Information supplied —
_ _ _ _ _ _ _
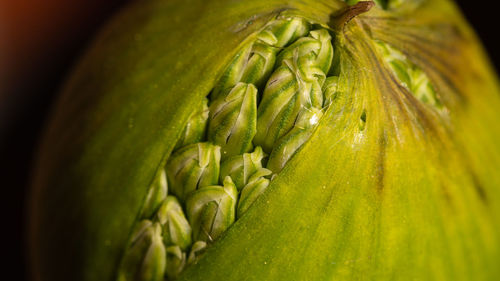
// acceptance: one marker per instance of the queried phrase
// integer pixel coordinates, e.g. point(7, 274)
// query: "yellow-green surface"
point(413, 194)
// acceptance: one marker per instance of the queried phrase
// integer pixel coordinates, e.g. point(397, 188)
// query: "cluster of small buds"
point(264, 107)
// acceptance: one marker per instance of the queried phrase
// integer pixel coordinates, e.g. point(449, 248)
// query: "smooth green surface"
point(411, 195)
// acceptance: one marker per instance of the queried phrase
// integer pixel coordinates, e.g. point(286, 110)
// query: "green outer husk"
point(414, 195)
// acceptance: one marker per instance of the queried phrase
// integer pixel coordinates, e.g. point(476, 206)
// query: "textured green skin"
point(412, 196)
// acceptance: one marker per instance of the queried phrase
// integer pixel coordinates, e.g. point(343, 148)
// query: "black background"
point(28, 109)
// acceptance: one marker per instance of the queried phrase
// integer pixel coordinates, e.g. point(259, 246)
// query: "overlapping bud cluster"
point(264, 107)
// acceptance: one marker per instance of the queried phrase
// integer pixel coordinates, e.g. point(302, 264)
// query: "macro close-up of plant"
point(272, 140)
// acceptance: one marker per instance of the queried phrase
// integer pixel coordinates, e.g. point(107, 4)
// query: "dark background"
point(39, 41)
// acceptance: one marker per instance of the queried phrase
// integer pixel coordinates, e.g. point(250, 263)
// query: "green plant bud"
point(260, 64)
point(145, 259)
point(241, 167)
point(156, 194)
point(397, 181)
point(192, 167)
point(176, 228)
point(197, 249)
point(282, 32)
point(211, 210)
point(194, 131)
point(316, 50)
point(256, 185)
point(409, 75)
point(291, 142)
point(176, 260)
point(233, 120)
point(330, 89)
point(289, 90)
_ _ _ _ _ _ _
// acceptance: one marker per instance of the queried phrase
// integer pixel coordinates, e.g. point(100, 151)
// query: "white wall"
_ _ _ _ _ _ _
To do — Write out only the lines that run from the line containing "e.g. point(302, 264)" through the line containing "e.g. point(250, 263)", both included, exactly as they appear above.

Written solution —
// integer pixel coordinates, e.g. point(302, 264)
// query: "macro close-up of plant"
point(272, 140)
// acceptance: one marker per instance of the queried phrase
// integer pixel coordinates, e.g. point(107, 4)
// query: "dark background"
point(39, 41)
// acceptance: one marker per instance of the queried phrase
// integer pixel coordinates, e.g. point(250, 263)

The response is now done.